**Written exercise:** Arrange the entries below as a two-column CSV with the header columns "text" and "answer". Give one row per entry, and put each value in a single double-quoted field with every line break replaced by a space.

—————

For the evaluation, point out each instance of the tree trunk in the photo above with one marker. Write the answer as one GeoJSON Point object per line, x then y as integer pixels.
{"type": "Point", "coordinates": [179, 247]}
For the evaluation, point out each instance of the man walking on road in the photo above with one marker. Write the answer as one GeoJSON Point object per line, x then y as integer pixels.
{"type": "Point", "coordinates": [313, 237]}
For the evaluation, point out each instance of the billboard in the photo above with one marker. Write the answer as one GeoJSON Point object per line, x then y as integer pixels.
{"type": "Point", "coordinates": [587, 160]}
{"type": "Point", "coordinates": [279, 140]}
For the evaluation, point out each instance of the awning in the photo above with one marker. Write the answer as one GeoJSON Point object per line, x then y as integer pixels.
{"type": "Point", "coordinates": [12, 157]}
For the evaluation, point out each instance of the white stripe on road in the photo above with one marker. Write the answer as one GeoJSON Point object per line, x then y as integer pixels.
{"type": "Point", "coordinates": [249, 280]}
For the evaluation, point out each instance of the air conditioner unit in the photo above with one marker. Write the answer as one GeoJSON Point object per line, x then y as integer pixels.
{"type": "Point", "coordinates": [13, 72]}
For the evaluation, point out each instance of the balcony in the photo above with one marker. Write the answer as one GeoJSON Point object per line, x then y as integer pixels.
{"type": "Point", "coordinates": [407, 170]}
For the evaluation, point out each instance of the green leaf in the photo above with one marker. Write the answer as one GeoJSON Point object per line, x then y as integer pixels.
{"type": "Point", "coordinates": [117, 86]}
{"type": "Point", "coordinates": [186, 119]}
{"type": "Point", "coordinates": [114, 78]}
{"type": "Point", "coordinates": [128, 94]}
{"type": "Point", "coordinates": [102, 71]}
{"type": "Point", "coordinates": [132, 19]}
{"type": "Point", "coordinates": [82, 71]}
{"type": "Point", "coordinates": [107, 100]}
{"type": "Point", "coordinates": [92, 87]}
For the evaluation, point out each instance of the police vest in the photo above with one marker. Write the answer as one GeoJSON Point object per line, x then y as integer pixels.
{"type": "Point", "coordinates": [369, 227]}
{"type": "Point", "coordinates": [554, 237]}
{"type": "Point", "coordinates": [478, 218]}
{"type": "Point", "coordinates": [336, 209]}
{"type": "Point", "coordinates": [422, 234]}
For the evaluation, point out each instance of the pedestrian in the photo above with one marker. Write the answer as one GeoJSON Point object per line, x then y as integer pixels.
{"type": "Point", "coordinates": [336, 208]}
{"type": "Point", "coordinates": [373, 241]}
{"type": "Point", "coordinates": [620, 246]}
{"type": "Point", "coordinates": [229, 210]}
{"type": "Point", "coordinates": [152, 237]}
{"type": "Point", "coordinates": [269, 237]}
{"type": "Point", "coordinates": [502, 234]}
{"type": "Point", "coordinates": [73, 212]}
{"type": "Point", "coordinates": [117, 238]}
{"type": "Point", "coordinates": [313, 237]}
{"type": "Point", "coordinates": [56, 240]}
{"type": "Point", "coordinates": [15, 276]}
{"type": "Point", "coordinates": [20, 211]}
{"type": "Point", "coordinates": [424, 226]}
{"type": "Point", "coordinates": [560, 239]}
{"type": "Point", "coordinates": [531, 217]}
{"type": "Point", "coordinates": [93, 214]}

—————

**Answer to the task:**
text,answer
"For the evaluation, point out each instance of the tree trunk in the photo above with one marker. Write the answer as one GeoJSON Point object per line, x then y as integer pixels.","{""type"": ""Point"", ""coordinates"": [179, 247]}"
"For the evaluation, point out each instance of the man walking on road in the photo above with one marker. Write the answer as one GeoJSON Point object per line, x then y as integer pixels.","{""type"": ""Point"", ""coordinates"": [313, 237]}"
"For the evaluation, point out each instance of the billboard in the photo above with one marker. Write the answer as one GeoJSON Point object per line, x then y as integer pixels.","{""type"": ""Point"", ""coordinates"": [587, 160]} {""type"": ""Point"", ""coordinates"": [279, 140]}"
"For the evaluation, point out each instance of the awning in the photo above with one marker. Write the answer as one GeoJSON Point object per line, x then y as integer pixels.","{""type"": ""Point"", ""coordinates"": [12, 157]}"
"For the evaluation, point out each instance of the white stripe on road in the photo above with one marker. Write the answer as one GeoJSON Point object per line, x then y as integer pixels.","{""type"": ""Point"", ""coordinates"": [249, 280]}"
"For the evaluation, point out each instance of the air conditioner unit in the photo above with one marker. Write the answer as one GeoJSON Point object per line, x then y as integer pixels.","{""type"": ""Point"", ""coordinates"": [13, 72]}"
"For the evaluation, point out each instance of the balcony in the photo above with one marker. Write the answer as one GeoJSON Point object per line, x then y as integer pixels.","{""type"": ""Point"", ""coordinates"": [407, 170]}"
"For the evaluation, point out each instance of the green leaf in the photo above with one marker. Write the answer as one GeoJSON Point object per line, x then y as integer pixels.","{""type"": ""Point"", ""coordinates"": [117, 86]} {""type"": ""Point"", ""coordinates"": [186, 119]} {""type"": ""Point"", ""coordinates"": [114, 78]} {""type"": ""Point"", ""coordinates"": [128, 94]} {""type"": ""Point"", ""coordinates"": [102, 71]} {""type"": ""Point"", ""coordinates"": [132, 19]} {""type"": ""Point"", ""coordinates"": [82, 71]} {""type"": ""Point"", ""coordinates"": [107, 100]} {""type"": ""Point"", ""coordinates"": [92, 87]}"
"For the evaluation, point out each instance of the police vest in the photo above with one marker. Write the answer as one GeoJSON Point object per line, x then y as integer pixels.","{""type"": ""Point"", ""coordinates"": [369, 227]} {""type"": ""Point"", ""coordinates"": [554, 237]} {""type"": ""Point"", ""coordinates"": [478, 218]} {""type"": ""Point"", ""coordinates"": [336, 209]} {""type"": ""Point"", ""coordinates"": [422, 234]}"
"For the evaluation, point out each instance of the pedestrian in the photo above with one marker. Write the answer as one GeoJSON Point object per line, x then y as integer pixels.","{""type"": ""Point"", ""coordinates"": [336, 208]} {""type"": ""Point"", ""coordinates"": [373, 241]} {""type"": ""Point"", ""coordinates"": [620, 246]} {""type"": ""Point"", ""coordinates"": [229, 210]} {""type"": ""Point"", ""coordinates"": [152, 237]} {""type"": ""Point"", ""coordinates"": [269, 237]} {""type"": ""Point"", ""coordinates"": [502, 234]} {""type"": ""Point"", ""coordinates"": [73, 212]} {""type"": ""Point"", ""coordinates"": [117, 238]} {""type"": ""Point"", ""coordinates"": [313, 237]} {""type"": ""Point"", ""coordinates"": [56, 240]} {""type"": ""Point"", ""coordinates"": [15, 276]} {""type"": ""Point"", ""coordinates"": [20, 211]} {""type"": ""Point"", ""coordinates"": [424, 226]} {""type"": ""Point"", ""coordinates"": [560, 239]} {""type"": ""Point"", ""coordinates"": [531, 217]} {""type"": ""Point"", ""coordinates"": [93, 214]}"